• _RECORDED INFORMATION_
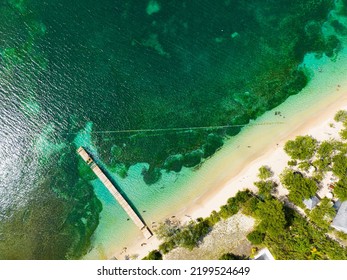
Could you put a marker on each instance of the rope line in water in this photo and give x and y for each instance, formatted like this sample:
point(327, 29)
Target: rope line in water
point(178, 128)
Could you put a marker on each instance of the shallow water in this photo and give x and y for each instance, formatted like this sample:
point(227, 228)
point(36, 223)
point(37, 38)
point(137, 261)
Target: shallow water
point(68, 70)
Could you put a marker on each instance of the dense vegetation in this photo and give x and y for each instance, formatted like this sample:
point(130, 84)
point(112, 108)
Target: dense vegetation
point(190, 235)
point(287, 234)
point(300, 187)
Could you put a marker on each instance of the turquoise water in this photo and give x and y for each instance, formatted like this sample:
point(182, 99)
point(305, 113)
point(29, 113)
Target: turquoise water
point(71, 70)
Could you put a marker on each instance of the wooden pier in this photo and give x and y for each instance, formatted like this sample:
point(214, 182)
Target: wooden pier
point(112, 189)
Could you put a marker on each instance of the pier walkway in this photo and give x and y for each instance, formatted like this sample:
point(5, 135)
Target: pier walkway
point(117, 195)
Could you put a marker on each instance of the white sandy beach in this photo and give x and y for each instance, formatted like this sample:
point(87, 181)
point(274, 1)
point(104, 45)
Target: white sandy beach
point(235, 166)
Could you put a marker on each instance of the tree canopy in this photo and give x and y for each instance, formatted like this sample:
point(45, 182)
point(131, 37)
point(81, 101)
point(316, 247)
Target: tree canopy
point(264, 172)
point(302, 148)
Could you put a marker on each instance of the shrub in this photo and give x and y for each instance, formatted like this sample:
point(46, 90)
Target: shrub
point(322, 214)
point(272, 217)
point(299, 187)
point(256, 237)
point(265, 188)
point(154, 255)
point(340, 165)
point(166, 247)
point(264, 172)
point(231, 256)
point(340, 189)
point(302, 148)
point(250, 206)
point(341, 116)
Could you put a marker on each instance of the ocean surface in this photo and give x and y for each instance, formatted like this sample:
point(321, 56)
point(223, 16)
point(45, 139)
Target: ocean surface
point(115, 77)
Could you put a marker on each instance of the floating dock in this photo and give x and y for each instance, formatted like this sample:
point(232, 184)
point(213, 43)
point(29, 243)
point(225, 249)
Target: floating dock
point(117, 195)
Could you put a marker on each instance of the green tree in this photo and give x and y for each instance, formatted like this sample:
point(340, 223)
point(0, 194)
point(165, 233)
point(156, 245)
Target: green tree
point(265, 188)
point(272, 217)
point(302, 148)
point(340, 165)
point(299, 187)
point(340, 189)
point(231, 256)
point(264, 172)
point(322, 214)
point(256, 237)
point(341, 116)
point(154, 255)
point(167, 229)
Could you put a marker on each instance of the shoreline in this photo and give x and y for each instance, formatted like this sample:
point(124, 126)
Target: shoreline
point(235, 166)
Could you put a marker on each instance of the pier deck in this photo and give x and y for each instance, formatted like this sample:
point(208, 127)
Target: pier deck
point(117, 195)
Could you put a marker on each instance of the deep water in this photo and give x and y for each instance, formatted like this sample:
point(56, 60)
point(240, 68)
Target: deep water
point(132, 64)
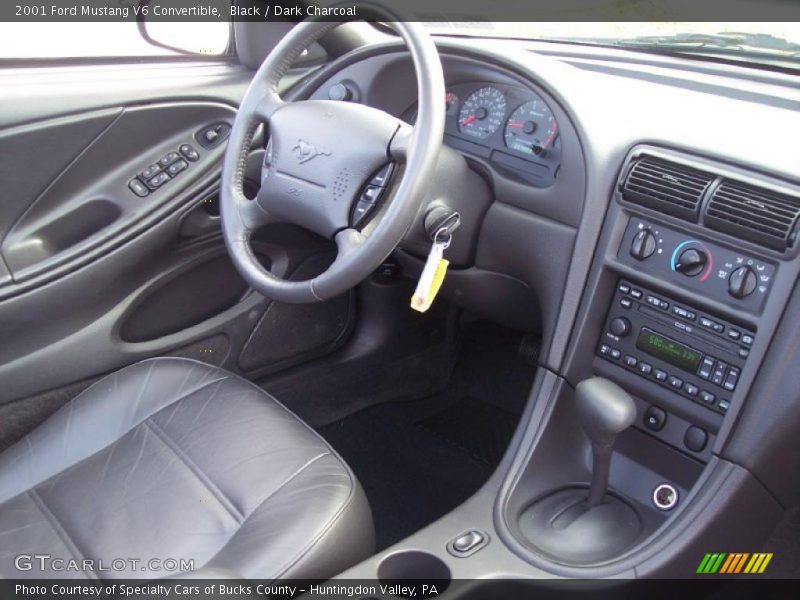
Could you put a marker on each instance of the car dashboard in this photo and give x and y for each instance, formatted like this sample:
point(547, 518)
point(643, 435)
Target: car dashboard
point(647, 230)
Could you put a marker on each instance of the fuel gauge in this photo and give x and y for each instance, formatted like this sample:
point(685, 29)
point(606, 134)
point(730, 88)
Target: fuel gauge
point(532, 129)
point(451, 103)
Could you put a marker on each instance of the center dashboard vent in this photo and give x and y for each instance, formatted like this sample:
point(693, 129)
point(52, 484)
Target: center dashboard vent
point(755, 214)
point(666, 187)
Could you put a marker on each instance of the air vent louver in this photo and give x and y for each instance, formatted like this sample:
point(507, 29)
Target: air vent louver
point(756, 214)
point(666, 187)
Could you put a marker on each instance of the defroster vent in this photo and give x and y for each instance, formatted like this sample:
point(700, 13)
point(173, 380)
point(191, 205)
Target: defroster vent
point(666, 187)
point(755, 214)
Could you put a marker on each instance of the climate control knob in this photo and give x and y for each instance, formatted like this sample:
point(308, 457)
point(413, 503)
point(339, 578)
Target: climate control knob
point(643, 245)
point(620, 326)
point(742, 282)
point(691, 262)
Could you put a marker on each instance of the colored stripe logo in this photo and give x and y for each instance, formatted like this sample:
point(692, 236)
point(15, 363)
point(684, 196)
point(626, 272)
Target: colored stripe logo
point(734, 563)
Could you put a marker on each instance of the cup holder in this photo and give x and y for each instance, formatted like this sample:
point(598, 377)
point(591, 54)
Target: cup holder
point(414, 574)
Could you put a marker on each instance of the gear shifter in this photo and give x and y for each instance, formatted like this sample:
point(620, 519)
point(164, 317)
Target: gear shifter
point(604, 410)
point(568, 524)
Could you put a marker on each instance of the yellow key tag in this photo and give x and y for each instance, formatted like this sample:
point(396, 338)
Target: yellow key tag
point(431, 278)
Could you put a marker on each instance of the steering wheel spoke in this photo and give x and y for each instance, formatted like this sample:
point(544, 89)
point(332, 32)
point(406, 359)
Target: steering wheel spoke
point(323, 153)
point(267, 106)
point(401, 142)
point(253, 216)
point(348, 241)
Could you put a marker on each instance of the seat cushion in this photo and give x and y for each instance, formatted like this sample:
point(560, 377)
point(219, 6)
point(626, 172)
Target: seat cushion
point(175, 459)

• _TASK ITEM_
Given the records above, reproduce precisely and only the lines between the line holding "point(227, 228)" and the line holding "point(46, 90)", inclusive.

• _SOLVED PROBLEM_
point(227, 228)
point(36, 223)
point(37, 38)
point(137, 261)
Target: shallow water
point(68, 70)
Could you put a marker on each instance of the dense vegetation in this photo and give x and y for each instance, formatted like this sample:
point(130, 84)
point(112, 108)
Target: dense vegetation
point(190, 235)
point(287, 234)
point(300, 187)
Could you put a marker on each instance of the turquoise water in this photo and give x and y for each instance, formatted like this sample:
point(182, 99)
point(305, 113)
point(29, 113)
Target: turquoise water
point(71, 70)
Could you put a marker on each instance of the wooden pier in this photo and give x and y for each instance, formatted like this sample:
point(214, 182)
Target: wooden pier
point(112, 189)
Could you put a marker on each instance of the pier walkway in this photo and give x and y for each instance, formatted like this sample:
point(5, 135)
Target: pier walkway
point(117, 195)
Could you put a marker on each instance of the white sandy beach in this photo and give x and y for each instance, formatted like this sample:
point(87, 181)
point(274, 1)
point(104, 45)
Target: white sandy beach
point(235, 166)
Could you put a marker on each instance of the tree canopy in this photo and give x and y for each instance, formatted like this sample:
point(45, 182)
point(131, 37)
point(81, 101)
point(316, 247)
Target: tree canopy
point(264, 172)
point(302, 148)
Could you put a marker on each instance of the shrub in this photo and give x and y for each instance, formatted like this sample:
point(46, 90)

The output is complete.